## START
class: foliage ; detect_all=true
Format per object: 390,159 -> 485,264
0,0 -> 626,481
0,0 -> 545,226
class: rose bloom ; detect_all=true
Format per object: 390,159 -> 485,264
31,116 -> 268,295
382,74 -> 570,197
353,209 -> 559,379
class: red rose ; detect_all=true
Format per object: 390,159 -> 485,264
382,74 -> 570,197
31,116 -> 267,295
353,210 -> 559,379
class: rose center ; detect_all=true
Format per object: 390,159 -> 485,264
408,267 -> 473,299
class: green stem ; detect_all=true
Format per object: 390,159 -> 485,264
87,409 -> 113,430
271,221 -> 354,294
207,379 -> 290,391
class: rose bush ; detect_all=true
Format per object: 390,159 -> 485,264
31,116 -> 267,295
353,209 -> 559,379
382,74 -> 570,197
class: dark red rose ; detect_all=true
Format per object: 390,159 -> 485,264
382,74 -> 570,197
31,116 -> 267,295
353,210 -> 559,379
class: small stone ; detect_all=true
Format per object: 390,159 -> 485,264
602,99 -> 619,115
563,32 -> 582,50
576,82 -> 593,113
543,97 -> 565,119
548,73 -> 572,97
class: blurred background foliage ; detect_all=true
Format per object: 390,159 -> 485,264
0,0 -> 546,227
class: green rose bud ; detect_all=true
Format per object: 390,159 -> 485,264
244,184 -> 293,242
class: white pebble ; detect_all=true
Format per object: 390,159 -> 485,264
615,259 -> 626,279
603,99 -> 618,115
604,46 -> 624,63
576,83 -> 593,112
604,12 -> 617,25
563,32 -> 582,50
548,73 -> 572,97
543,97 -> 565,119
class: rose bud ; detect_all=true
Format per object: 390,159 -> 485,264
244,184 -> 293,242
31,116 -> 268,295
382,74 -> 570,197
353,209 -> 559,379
## END
# Direction
Report each line of the data above that contains the word "rose", copying every such line in full.

# Exercise output
class: rose bloom ; detect_all=true
class: red rose ; detect_all=true
class: rose center ; detect_all=true
class: rose bush ; detect_all=true
class: dark red rose ; detect_all=true
class: green rose bud ; detect_all=true
class: rose bud ; detect_all=true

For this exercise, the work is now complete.